** ENTRIES PROVIDED follows **

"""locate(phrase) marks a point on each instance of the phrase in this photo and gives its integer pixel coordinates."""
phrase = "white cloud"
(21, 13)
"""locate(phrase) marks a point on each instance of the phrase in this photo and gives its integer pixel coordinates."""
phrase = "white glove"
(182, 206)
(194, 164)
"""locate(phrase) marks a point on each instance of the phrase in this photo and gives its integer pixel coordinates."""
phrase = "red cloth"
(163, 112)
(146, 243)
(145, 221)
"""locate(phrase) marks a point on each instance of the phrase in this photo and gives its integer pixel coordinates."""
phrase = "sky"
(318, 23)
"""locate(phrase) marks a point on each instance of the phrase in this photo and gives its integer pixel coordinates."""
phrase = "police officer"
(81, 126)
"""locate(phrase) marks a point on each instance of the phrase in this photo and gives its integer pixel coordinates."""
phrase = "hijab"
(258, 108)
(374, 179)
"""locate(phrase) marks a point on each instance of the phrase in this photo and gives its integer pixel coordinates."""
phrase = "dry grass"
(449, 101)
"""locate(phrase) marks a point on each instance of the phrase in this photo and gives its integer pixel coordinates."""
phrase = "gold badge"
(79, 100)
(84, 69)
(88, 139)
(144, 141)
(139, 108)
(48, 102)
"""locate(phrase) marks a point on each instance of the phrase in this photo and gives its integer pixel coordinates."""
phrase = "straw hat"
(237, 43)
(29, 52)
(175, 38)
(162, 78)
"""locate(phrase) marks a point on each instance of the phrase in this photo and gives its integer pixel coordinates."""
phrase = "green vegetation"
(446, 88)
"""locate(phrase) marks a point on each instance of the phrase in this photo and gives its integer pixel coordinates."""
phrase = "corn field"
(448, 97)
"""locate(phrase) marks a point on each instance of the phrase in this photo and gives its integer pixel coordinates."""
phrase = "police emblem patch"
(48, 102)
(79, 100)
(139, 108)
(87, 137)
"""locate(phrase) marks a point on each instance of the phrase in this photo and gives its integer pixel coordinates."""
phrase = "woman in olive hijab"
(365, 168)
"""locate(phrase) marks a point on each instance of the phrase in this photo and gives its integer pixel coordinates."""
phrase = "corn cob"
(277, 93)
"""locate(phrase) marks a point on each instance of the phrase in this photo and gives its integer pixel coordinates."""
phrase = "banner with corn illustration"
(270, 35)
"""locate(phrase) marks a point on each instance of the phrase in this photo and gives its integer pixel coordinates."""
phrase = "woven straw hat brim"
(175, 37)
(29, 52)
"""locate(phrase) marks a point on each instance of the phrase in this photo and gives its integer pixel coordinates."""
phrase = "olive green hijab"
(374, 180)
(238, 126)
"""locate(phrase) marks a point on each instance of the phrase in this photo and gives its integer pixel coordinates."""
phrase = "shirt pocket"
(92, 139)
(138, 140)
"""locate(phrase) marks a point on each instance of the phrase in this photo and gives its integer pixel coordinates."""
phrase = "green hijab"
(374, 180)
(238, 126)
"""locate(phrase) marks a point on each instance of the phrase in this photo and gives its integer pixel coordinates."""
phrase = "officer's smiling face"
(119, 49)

** End of ENTRIES PROVIDED **

> **ASSIGNMENT**:
What's needed is an exact copy of every entry.

> **SOLUTION FOR THIS PROBLEM**:
"""locate(phrase) marks a point on each instance of the phrase in this photo and gives its integer pixel coordinates."""
phrase = "white cloud"
(21, 13)
"""locate(phrase) marks a point on each instance of the phrase in this photo and gives its integer pixel coordinates."""
phrase = "white glove"
(182, 206)
(194, 164)
"""locate(phrase) marks a point on each instance of the phrase in this photo and gives its integer pixel coordinates."""
phrase = "red cloth"
(163, 112)
(146, 243)
(145, 221)
"""locate(phrase) marks a point on each instance of the phrase in this photo and gives its integer pixel coordinates."""
phrase = "sky"
(318, 23)
"""locate(phrase) marks a point on each instance of the phrase in this photo and gives its integer pixel coordinates."""
phrase = "police officer"
(81, 126)
"""locate(phrase) marks a point on each instance of the phrase in this photo and gives its integer pixel coordinates."""
phrase = "hijab"
(258, 108)
(374, 179)
"""locate(phrase) marks a point on each instance of the phrase in this photo and gives its integer pixel coordinates."""
phrase = "dry grass"
(449, 101)
"""locate(phrase) marks a point on each instance of the phrase in this photo and gives its integer pixel coordinates."""
phrase = "gold badge"
(79, 100)
(84, 69)
(88, 139)
(144, 141)
(139, 108)
(48, 102)
"""locate(phrase) marks a point on each instance of the phrase in this photo and gives its integer pixel coordinates."""
phrase = "straw hat"
(237, 43)
(29, 52)
(175, 38)
(162, 78)
"""locate(phrase) marks a point on each instance of the phrase in this photo and gives its integer pixel coordinates."""
phrase = "green vegetation"
(446, 88)
"""locate(phrase) marks a point on each instance of the phrase in this photo and gives its integer pixel coordinates."""
phrase = "corn field"
(448, 97)
"""locate(phrase) marks a point on each instance of the phrase in this photo and gives its integer pixel coordinates."""
phrase = "police emblem patch"
(48, 102)
(79, 100)
(139, 108)
(87, 137)
"""locate(phrase) marks a point on each instance of the phrase in this photo and gives its integer pixel coordinates."""
phrase = "woman in olive hijab"
(365, 168)
"""locate(phrase) marks a point on each instance of the phrase in this photo and gives its integer pixel coordinates."""
phrase = "corn cob"
(277, 93)
"""locate(phrase) marks a point on each instance of the phrase in this photo and gives its integer pixel coordinates."""
phrase = "banner with corn illustration"
(270, 35)
"""locate(phrase) marks a point on each instance of the phrase in this photo and gives its integer pixel coordinates."""
phrase = "woven straw hat brim"
(175, 37)
(29, 52)
"""locate(phrase) marks a point on each instance of the phrase in this photo and gives its integer pixel coordinates."""
phrase = "olive green hijab"
(374, 180)
(238, 126)
"""locate(phrase) marks a point on each instance of the phrase in this photo and gives its integer pixel coordinates."""
phrase = "shirt pocket"
(92, 139)
(138, 140)
"""locate(phrase) marks a point on each instance of the phrase in this photo and gives its integer pixel coordinates."""
phrase = "green hijab"
(374, 180)
(238, 126)
"""locate(phrase) marks a point on each instance of the phrase in this photo and gives its integer pixel coordinates."""
phrase = "officer's smiling face"
(119, 49)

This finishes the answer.